**TASK ITEM**
What is needed here is a word-for-word copy of all the entries below.

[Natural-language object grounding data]
···

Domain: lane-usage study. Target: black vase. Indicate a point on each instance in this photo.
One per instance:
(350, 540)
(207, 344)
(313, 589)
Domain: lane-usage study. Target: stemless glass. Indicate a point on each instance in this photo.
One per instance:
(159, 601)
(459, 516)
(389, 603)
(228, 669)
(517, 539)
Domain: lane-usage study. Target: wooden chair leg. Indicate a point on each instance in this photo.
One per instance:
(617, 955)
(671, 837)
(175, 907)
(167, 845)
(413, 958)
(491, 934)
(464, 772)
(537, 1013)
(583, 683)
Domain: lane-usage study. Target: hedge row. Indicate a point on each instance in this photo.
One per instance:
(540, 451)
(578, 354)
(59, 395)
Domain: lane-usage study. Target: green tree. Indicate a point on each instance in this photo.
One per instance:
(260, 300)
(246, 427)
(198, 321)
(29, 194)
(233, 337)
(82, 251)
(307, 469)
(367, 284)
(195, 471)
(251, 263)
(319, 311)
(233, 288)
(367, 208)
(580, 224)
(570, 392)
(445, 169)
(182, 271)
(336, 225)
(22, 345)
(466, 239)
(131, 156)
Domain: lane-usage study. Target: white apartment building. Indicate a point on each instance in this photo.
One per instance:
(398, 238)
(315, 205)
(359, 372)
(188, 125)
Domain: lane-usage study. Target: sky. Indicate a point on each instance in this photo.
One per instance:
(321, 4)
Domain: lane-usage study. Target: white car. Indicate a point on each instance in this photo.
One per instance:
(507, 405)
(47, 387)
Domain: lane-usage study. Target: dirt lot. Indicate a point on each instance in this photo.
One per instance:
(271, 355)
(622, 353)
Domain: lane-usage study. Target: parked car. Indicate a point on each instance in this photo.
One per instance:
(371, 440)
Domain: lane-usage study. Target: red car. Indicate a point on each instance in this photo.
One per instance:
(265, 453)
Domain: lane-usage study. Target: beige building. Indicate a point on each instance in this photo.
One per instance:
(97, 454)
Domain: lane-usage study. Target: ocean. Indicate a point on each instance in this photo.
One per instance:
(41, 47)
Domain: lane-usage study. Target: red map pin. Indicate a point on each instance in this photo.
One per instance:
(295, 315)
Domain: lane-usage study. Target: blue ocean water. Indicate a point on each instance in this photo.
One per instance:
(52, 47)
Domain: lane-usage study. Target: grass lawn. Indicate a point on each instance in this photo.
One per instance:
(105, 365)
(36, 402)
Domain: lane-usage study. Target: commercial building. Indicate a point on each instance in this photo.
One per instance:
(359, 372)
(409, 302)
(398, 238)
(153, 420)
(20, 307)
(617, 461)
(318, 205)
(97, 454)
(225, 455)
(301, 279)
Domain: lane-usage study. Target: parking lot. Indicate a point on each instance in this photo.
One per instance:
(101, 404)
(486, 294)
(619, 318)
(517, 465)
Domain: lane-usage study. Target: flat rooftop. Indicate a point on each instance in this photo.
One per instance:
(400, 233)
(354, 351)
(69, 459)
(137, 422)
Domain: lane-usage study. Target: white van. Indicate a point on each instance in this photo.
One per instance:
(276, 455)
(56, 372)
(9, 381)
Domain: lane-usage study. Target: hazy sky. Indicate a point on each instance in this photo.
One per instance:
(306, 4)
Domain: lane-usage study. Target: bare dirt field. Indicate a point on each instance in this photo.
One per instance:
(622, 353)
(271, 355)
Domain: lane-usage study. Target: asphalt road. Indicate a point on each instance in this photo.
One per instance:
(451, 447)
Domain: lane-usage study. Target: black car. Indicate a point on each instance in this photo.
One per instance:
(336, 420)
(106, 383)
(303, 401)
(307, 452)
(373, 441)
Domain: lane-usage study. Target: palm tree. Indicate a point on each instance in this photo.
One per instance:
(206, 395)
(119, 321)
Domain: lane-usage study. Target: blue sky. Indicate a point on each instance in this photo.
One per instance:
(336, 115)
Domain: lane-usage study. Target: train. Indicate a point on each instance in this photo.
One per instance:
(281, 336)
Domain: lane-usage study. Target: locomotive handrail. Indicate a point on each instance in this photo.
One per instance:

···

**SOLUTION TO THIS EXERCISE**
Domain: lane-usage study. Target: black vase. Indicate a point on each instance in this photo.
One per instance:
(350, 540)
(207, 344)
(313, 589)
Domain: lane-usage study. Target: stemless glass. Indicate a point on each instance in this photo.
One per instance:
(159, 601)
(459, 516)
(389, 603)
(228, 669)
(517, 539)
Domain: lane-usage study. Target: wooden chair leg. Indicate a point on each instance in this photo.
One per instance:
(617, 955)
(671, 837)
(175, 907)
(167, 845)
(413, 958)
(491, 934)
(464, 772)
(537, 1013)
(583, 683)
Domain: lane-usage study. Target: hedge row. Indicate a point on each instance in this photo.
One per instance:
(540, 451)
(578, 354)
(59, 395)
Domain: lane-usage study. Target: green tree. Indicate a point on each instance in this photo.
One per instance:
(260, 300)
(246, 427)
(198, 321)
(29, 194)
(233, 337)
(82, 251)
(307, 469)
(367, 284)
(195, 471)
(251, 263)
(319, 311)
(233, 288)
(367, 208)
(580, 224)
(570, 392)
(445, 169)
(182, 271)
(336, 225)
(22, 345)
(466, 239)
(131, 156)
Domain: lane-usage study. Target: white apartment building. Indicate a point on each instance in this photo.
One per instance:
(398, 238)
(315, 205)
(359, 372)
(188, 125)
Domain: lane-usage study. Target: sky. Indicate a point on each instance in this photo.
One per instance:
(321, 4)
Domain: lane-usage study. Target: white car. Indicate a point on each instance in this photo.
One per instance:
(507, 405)
(47, 387)
Domain: lane-usage study. Target: dirt lot. Indicate a point on each instance in this photo.
One per instance:
(271, 355)
(622, 353)
Domain: lane-usage study. Target: parked car. Indicate a point on each instance in this photo.
One per instance:
(371, 440)
Domain: lane-usage study. Target: red car. Indicate a point on each instance in this photo.
One per instance:
(265, 453)
Domain: lane-usage study. Target: beige building. Indicate a point on each instance in this photo.
One per instance:
(97, 454)
Domain: lane-usage study. Target: ocean. Indicate a point on each instance in this photo.
One per instance:
(41, 47)
Domain: lane-usage study. Target: red map pin. Indicate a point on each instance in this photo.
One per instance:
(295, 315)
Domain: lane-usage study. Target: blue ocean water. Indicate a point on each instance in this photo.
One per instance:
(52, 47)
Domain: lane-usage study. Target: grass lawn. Indicate a point on each instance in this photo.
One per instance:
(105, 365)
(36, 402)
Domain: lane-usage study. Target: commercial building. Indicate a point on each instance in this photo.
One per instance:
(359, 372)
(409, 302)
(398, 238)
(153, 420)
(20, 307)
(617, 461)
(318, 205)
(97, 454)
(225, 455)
(301, 279)
Domain: lane-usage study. Target: parking lot. Indicate a point on each instance in this photo.
One per instance:
(101, 404)
(486, 294)
(619, 318)
(517, 465)
Domain: lane-usage study. Target: flat rooftop. Indicate a point on each instance in this photo.
One per instance:
(400, 233)
(354, 351)
(69, 459)
(137, 422)
Domain: lane-usage study. Target: white van. Indicate a point on each instance in this photo.
One per instance:
(276, 455)
(56, 372)
(9, 381)
Domain: lane-usage study. Target: hazy sky. Indicate a point on each instance in this photo.
One per instance:
(306, 4)
Domain: lane-usage study. Target: bare dirt field. Indicate a point on each instance in this photo.
One per instance:
(622, 353)
(271, 355)
Domain: lane-usage study. Target: asphalt road. Indicate a point on each instance in this photo.
One per instance:
(451, 447)
Domain: lane-usage study. Target: black car. Indicate a point on each instance in this photo.
One per instance:
(336, 420)
(106, 383)
(303, 401)
(307, 452)
(373, 441)
Domain: lane-usage study. Target: palm tree. Indicate a point on each instance in this photo.
One per instance:
(206, 395)
(119, 321)
Domain: lane-usage study. Target: blue sky. Indicate a point on each instance in this photo.
One per instance:
(336, 115)
Domain: lane-usage study. Target: train. Indicate a point on each instance in this photo.
One per instance:
(281, 336)
Domain: lane-usage study. Target: locomotive handrail. Indicate a point on each instance in this photo.
One per instance:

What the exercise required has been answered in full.